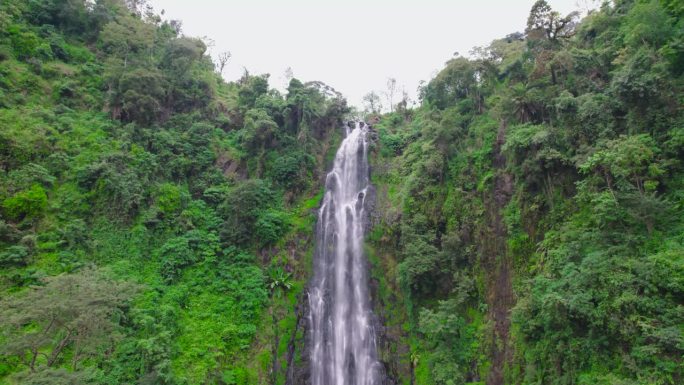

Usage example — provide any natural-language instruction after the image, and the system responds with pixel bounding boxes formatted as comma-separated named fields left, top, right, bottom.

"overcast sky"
left=148, top=0, right=592, bottom=109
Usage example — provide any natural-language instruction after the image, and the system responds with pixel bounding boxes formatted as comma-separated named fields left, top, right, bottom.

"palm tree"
left=268, top=267, right=292, bottom=297
left=510, top=83, right=541, bottom=123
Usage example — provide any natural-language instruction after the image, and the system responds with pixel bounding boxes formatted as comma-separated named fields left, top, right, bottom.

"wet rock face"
left=363, top=185, right=377, bottom=234
left=364, top=184, right=400, bottom=385
left=286, top=295, right=312, bottom=385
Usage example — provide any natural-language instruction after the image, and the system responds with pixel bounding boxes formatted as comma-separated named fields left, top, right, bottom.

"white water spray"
left=308, top=122, right=383, bottom=385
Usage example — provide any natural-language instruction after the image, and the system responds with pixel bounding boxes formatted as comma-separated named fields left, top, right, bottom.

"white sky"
left=148, top=0, right=592, bottom=109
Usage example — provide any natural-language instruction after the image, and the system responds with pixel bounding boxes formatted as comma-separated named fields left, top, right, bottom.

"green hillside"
left=367, top=1, right=683, bottom=384
left=0, top=1, right=682, bottom=385
left=0, top=1, right=348, bottom=383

-----

Each entry must be set down word for word; no image may be carried over.

• _Expected output_:
Usage example — provide any natural-language instruction after the image, and the system responds with pixel bounding boxes formatted as comma-separated named fields left, top, right, bottom.

"overcast sky"
left=148, top=0, right=592, bottom=109
Usage example — provide any natural-language instruction after the image, and the system responds with pixel bounding boxes formatted as comma-separated named fields left, top, right, bottom.

"palm tree"
left=268, top=267, right=292, bottom=297
left=510, top=83, right=541, bottom=123
Usage example — provide any natural-language instruction after the image, and the system responds with pixel bounding boxes formatted as comma-separated named fields left, top, right, bottom.

"wet rock face"
left=363, top=185, right=377, bottom=234
left=364, top=184, right=400, bottom=385
left=286, top=295, right=312, bottom=385
Usage example — provide any natural-language instruction after the image, and the system responds with pixel bounding boxes formatted as comma-separated named fields left, top, right, bottom.

"white water spray"
left=308, top=122, right=383, bottom=385
Usage example — provide any natural-language instruction after the image, and the system responds with pixel bounding boxes formatted as comma-separated named fields left, top, right, bottom.

"white sky"
left=148, top=0, right=592, bottom=109
Usage example — provide any natural-language instruction after the image, and the system responds with pixel bounding boxes formatted as comma-separated named fields left, top, right, bottom.

"green hillside"
left=367, top=1, right=683, bottom=384
left=0, top=1, right=682, bottom=385
left=0, top=1, right=348, bottom=383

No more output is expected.